Your task >> Carry on the news article below about the Johannesburg pair's calcium carbonate plant and the IDC's new industries unit, starting after its last sentence.

Document >>
____

Joburg duo to take on big boys in calcium carbonate sector with IDC VC funding


Entrepreneurs Zane Abrahams and Mark Anthony Appollos are taking on the big boys. The two plan to give an established calcium carbonate player a run for its money by setting up a R250-million plant in Richards Bay, following a recent venture capital investment from the Industrial Development Corporation (IDC).

Calcium carbonate is produced from limestone and is used in a number of products, including paper, paint, plastic and PVC. The sector is dominated by importers and by Idwala Industrial Holdings which controls about 80% of the market.

Abrahams and Appollos runs EMV Nanomaterials, one of several early-stage companies that have received funding from new industries unit, since the unit’s inception in 2015.

Read more: IDC approves R17m deal to fund SA’s first 3D metal printer

Abrahams has worked previously in the printing industry, while Appollos has held various senior manager positions while also having supplied state-owned enterprises with marine oil.

In December 2016 the company landed a R5.75-million investment from the IDC through the state funder’s new industries unit, in exchange for 49% of the company’s shares. The two registered the business in 2013.

Speaking to Ventureburn this week, Abrahams says the plant — which the two hope to have completed by middle or later 20202 — will be the first viable nano precipitated calcium carbonate plant in Africa.

In 2016 the company landed a R5.75-million investment from the IDC through the state funder’s new industries unit, in exchange for 49% of the company’s shares

As the particles the two plan to produce will be about 10% of the size of those of ordinary calcium carbonate particles the increased surface area will be enough for it to be considered as a partial replacement for titanium dioxide, he says.

The funding will help cover a bankable feasability study, which Abrahams said the two expect to complete in the next six months. If all goes to plan the IDC is expected to help fund much of the establishment of the Richards Bay plant — set to be based in the special economic zone — could be up and running by end of 2020.

Almost R400m approved by IDC unit

The IDC’s head of new industries Christo Fourie says his unit had approved R391-million in funding to 22 companies between 1 April 2015 and the end of October last year. Of this, R320-million is in the form of equity, with the remainder in debt finance (R60-million) and guarantees (R11-million).

When the unit was set up Fourie’s team was given the responsibility to continue to manage and support the IDC’s existing VC portfolio companies until the funder could exit from these investments. The previous VC unit only invested in startups that were typically still in the product development stage.

However, Fourie says while his unit can invest at an early stage, the unit’s mandate allows the IDC to invest at any stage of business development.

____

Data >>
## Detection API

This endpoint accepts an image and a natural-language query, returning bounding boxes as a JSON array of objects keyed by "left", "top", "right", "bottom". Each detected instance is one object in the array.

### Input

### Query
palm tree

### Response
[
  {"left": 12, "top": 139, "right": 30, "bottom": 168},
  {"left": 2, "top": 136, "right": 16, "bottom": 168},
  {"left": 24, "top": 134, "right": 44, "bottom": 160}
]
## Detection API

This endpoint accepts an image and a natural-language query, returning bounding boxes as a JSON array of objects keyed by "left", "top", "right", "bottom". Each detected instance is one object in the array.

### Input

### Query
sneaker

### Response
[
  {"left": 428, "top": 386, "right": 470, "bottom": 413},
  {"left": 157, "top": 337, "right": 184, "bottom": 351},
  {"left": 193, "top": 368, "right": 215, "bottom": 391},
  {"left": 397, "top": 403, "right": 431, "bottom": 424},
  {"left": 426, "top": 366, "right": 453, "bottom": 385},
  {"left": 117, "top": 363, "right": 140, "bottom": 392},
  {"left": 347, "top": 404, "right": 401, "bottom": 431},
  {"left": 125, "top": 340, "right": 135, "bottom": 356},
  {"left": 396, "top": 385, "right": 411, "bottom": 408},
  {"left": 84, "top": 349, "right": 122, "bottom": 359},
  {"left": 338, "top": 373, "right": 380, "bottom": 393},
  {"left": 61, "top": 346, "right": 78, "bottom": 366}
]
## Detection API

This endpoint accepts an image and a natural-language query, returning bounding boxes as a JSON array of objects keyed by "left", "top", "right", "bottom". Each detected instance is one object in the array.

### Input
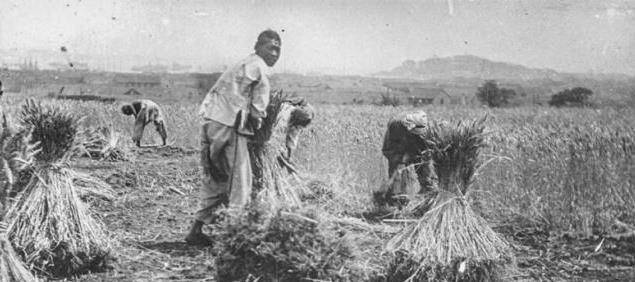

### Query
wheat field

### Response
[{"left": 2, "top": 93, "right": 635, "bottom": 278}]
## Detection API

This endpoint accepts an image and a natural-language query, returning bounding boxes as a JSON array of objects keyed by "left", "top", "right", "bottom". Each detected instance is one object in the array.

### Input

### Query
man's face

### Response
[{"left": 256, "top": 39, "right": 280, "bottom": 67}]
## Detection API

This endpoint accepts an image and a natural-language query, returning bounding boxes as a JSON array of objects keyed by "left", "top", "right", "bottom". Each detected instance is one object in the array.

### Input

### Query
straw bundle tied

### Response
[
  {"left": 250, "top": 90, "right": 307, "bottom": 207},
  {"left": 0, "top": 114, "right": 36, "bottom": 282},
  {"left": 385, "top": 119, "right": 513, "bottom": 281},
  {"left": 7, "top": 101, "right": 110, "bottom": 277},
  {"left": 386, "top": 191, "right": 513, "bottom": 281},
  {"left": 7, "top": 167, "right": 109, "bottom": 277}
]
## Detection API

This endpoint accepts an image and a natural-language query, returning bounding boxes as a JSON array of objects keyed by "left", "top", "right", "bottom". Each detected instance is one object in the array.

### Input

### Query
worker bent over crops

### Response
[
  {"left": 382, "top": 111, "right": 434, "bottom": 198},
  {"left": 185, "top": 30, "right": 281, "bottom": 244},
  {"left": 121, "top": 99, "right": 168, "bottom": 147}
]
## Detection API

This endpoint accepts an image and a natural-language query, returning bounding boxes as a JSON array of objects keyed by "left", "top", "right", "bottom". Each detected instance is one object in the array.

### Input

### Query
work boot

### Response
[{"left": 185, "top": 220, "right": 214, "bottom": 246}]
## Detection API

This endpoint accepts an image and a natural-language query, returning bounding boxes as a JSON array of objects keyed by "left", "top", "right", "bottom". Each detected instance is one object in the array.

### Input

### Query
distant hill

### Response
[
  {"left": 373, "top": 55, "right": 635, "bottom": 105},
  {"left": 376, "top": 55, "right": 563, "bottom": 80}
]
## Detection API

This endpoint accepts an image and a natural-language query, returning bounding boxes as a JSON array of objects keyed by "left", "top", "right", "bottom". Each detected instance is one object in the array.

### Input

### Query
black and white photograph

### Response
[{"left": 0, "top": 0, "right": 635, "bottom": 282}]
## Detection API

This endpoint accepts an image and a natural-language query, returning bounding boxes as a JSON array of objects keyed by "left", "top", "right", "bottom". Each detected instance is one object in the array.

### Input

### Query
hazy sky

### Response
[{"left": 0, "top": 0, "right": 635, "bottom": 75}]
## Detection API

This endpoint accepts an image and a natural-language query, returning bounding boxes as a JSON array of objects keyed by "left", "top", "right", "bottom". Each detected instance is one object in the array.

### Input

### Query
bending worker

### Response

____

Exercise result >>
“Also, we try as far as possible to invest in or provide funding to companies seeking to commercialise proven technologies. The risk profile of our new industries book is consequently much lower than the old venture capital book,” he admits.

He says his unit aims to help the country to exploit the opportunities presented by the Fourth Industrial Revolution, promote a vibrant local natural products industry and set up full gas separation value chain in South Africa around Klydon Gas, a globally unique and competitive SA-developed gas separation technology for supply to local and global markets.

Clean-energy startup nets R6.6m

The unit will also help promote a local clean energy solutions sector. To this end the IDC in May last year invested R6.6-million in Johannesburg-based Clean Carbon Technologies for a 13% stake.

The funding has helped the company — founded by investor Vivek Nair in 2014 — to pay for process engineers and fabricators to build a large-scale reactor which can capture and convert flue gas from oil and gas companies into carbon nanotubes. These can be used in various products, such as in polymer composites, textile and electronics.

The reactor — which will be able to produce 80 tons of nanotubes a month — therefore has the ability to not only reduce client’s emissions, but can create a lucrative revenue stream for those deploying the machine — with carbon nano chips currently priced at between R400 and R500 a gram for multi-wall carbon nanotubes, says Clean Carbon Technologies COO City Seokane.

Seokane says likely because of the complexity of their business, it took over two years of engagements with the IDC before their application for funding was approved.

He says the company, which now has four employees, has kept going by taking part in challenges and accelerators, including Silicon Valley’s Plug & Play and Germany’s Tech Founders where the startup sourced €25 000.

However, he says the funding from the IDC has given the company credibility. The firm is now engaging with Sasol locally as well as Thyssenkrupp in Germany.

Seokane expects that the unit will be ready for testing by the end of May, but adds that delays are not out of the question, mainly because of the difficulty of procuring parts for the generator, as over a third of the parts are sourced overseas.

Featured image (from left to right):  EMV Nanomaterials founders Mark Anthony Appollos and Zane Abrahams (Supplied)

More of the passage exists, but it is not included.